_Stated goal_:
Give these records as a Markdown table with the columns "Row" and "Line", one numbered row per line, leaving out blank lines and the pictures.

┏━━

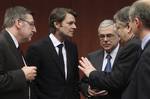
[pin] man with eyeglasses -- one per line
(109, 42)
(117, 80)
(14, 72)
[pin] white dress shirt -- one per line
(56, 42)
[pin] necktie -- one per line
(21, 55)
(60, 53)
(108, 65)
(61, 58)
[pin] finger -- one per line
(88, 62)
(81, 68)
(82, 63)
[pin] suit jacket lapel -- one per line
(69, 59)
(115, 61)
(99, 60)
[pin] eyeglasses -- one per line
(102, 36)
(30, 23)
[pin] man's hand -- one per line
(30, 72)
(86, 66)
(95, 92)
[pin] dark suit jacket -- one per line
(96, 58)
(118, 79)
(139, 87)
(13, 83)
(50, 82)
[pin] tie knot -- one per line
(108, 56)
(60, 46)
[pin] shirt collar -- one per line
(55, 41)
(13, 38)
(113, 52)
(145, 41)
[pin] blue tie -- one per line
(108, 65)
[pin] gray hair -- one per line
(106, 23)
(141, 10)
(13, 13)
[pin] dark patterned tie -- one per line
(108, 65)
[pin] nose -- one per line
(34, 29)
(74, 26)
(105, 38)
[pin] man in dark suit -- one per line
(109, 41)
(57, 76)
(14, 74)
(118, 79)
(139, 86)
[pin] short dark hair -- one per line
(14, 13)
(58, 15)
(141, 10)
(122, 15)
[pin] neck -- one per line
(15, 33)
(143, 33)
(59, 36)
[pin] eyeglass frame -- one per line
(30, 23)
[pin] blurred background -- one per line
(90, 14)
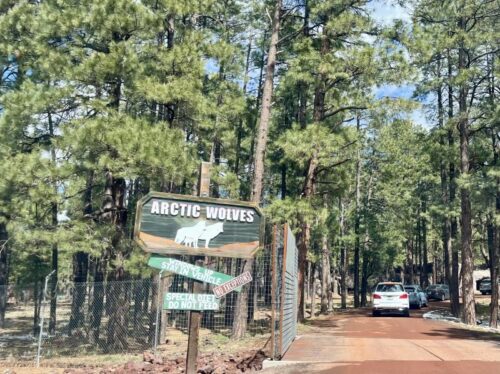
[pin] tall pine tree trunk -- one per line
(452, 243)
(357, 220)
(81, 266)
(241, 314)
(344, 260)
(55, 249)
(494, 241)
(469, 310)
(325, 273)
(4, 237)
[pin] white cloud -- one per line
(385, 12)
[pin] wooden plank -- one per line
(189, 270)
(188, 301)
(233, 284)
(187, 225)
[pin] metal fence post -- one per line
(42, 310)
(158, 309)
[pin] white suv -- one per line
(390, 297)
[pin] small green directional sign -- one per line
(188, 301)
(189, 270)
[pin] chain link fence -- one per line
(105, 318)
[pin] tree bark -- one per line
(454, 284)
(425, 259)
(241, 314)
(357, 220)
(81, 266)
(494, 242)
(4, 273)
(265, 114)
(55, 250)
(469, 310)
(343, 258)
(325, 273)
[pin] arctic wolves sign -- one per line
(180, 224)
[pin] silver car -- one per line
(418, 298)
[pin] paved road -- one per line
(356, 342)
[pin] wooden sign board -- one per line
(189, 225)
(189, 270)
(189, 301)
(233, 284)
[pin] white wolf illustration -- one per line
(189, 236)
(190, 233)
(211, 232)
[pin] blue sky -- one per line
(385, 13)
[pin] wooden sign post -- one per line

┗━━

_Response to this exercise_:
| Row | Line |
|---|---|
| 1 | [pin] man with eyeglasses -- one per line |
| 2 | (109, 42) |
| 3 | (117, 80) |
| 4 | (14, 72) |
| 5 | [pin] white dress shirt -- one per line |
| 6 | (56, 42) |
| 7 | [pin] necktie -- one per line |
| 8 | (21, 55) |
| 9 | (60, 53) |
| 10 | (108, 65) |
| 11 | (61, 58) |
| 12 | [pin] finger -- one per line |
| 13 | (88, 62) |
| 14 | (81, 68) |
| 15 | (82, 63) |
| 16 | [pin] suit jacket lapel -- one per line |
| 17 | (69, 59) |
| 18 | (115, 61) |
| 19 | (99, 60) |
| 20 | [pin] eyeglasses -- one per line |
| 21 | (102, 36) |
| 22 | (30, 23) |
| 23 | [pin] man's hand -- one per line |
| 24 | (30, 72) |
| 25 | (86, 66) |
| 26 | (95, 92) |
| 27 | [pin] dark suit jacket -- one per line |
| 28 | (96, 58) |
| 29 | (118, 79) |
| 30 | (139, 87) |
| 31 | (13, 83) |
| 32 | (50, 82) |
| 33 | [pin] tie knot -- one per line |
| 34 | (108, 56) |
| 35 | (60, 46) |
| 36 | [pin] shirt collar -- one per line |
| 37 | (55, 41) |
| 38 | (13, 38) |
| 39 | (113, 52) |
| 40 | (145, 41) |
| 41 | [pin] blue tie -- one per line |
| 42 | (108, 65) |
| 43 | [pin] gray hair -- one per line |
| 44 | (106, 23) |
| 45 | (141, 10) |
| 46 | (13, 13) |
| 47 | [pin] dark patterned tie -- one per line |
| 48 | (108, 65) |
| 49 | [pin] nose -- one per line |
| 50 | (34, 29) |
| 51 | (74, 26) |
| 52 | (105, 38) |
| 53 | [pin] man in dark suit -- one per line |
| 54 | (109, 41) |
| 55 | (57, 76) |
| 56 | (14, 74) |
| 57 | (118, 79) |
| 58 | (139, 86) |
| 59 | [pin] short dark hair -- one per line |
| 60 | (14, 13) |
| 61 | (58, 15) |
| 62 | (141, 10) |
| 63 | (122, 15) |
| 64 | [pin] neck -- one per line |
| 65 | (15, 33) |
| 66 | (143, 33) |
| 67 | (59, 36) |
| 68 | [pin] eyeglass frame -- one per line |
| 69 | (30, 23) |
| 70 | [pin] blurred background -- one per line |
| 71 | (90, 14) |
| 72 | [pin] tall pine tree trunk -- one per line |
| 73 | (452, 243) |
| 74 | (357, 220) |
| 75 | (81, 266) |
| 76 | (241, 314) |
| 77 | (344, 260) |
| 78 | (55, 249) |
| 79 | (494, 241) |
| 80 | (469, 310) |
| 81 | (325, 273) |
| 82 | (4, 237) |
| 83 | [pin] white cloud -- one per line |
| 84 | (385, 12) |
| 85 | [pin] wooden plank -- one per line |
| 86 | (189, 270) |
| 87 | (188, 301) |
| 88 | (233, 284) |
| 89 | (187, 225) |
| 90 | [pin] metal fence post -- one per line |
| 91 | (42, 310) |
| 92 | (158, 309) |
| 93 | [pin] white suv -- one per line |
| 94 | (390, 297) |
| 95 | [pin] small green directional sign -- one per line |
| 96 | (188, 301) |
| 97 | (189, 270) |
| 98 | [pin] chain link fence -- one per line |
| 99 | (105, 318) |
| 100 | [pin] tree bark -- one per line |
| 101 | (454, 284) |
| 102 | (425, 259) |
| 103 | (241, 314) |
| 104 | (357, 220) |
| 105 | (81, 266) |
| 106 | (494, 242) |
| 107 | (4, 273) |
| 108 | (265, 114) |
| 109 | (55, 250) |
| 110 | (469, 310) |
| 111 | (343, 258) |
| 112 | (325, 273) |
| 113 | [pin] arctic wolves sign -- one per line |
| 114 | (180, 224) |
| 115 | [pin] silver car -- one per line |
| 116 | (418, 298) |
| 117 | [pin] paved road -- one per line |
| 118 | (356, 342) |
| 119 | [pin] wooden sign board -- one per line |
| 120 | (189, 225) |
| 121 | (189, 270) |
| 122 | (189, 301) |
| 123 | (233, 284) |
| 124 | [pin] white wolf illustration -- one per line |
| 125 | (189, 236) |
| 126 | (190, 233) |
| 127 | (211, 232) |
| 128 | [pin] blue sky -- one per line |
| 129 | (385, 13) |
| 130 | [pin] wooden sign post -- one per line |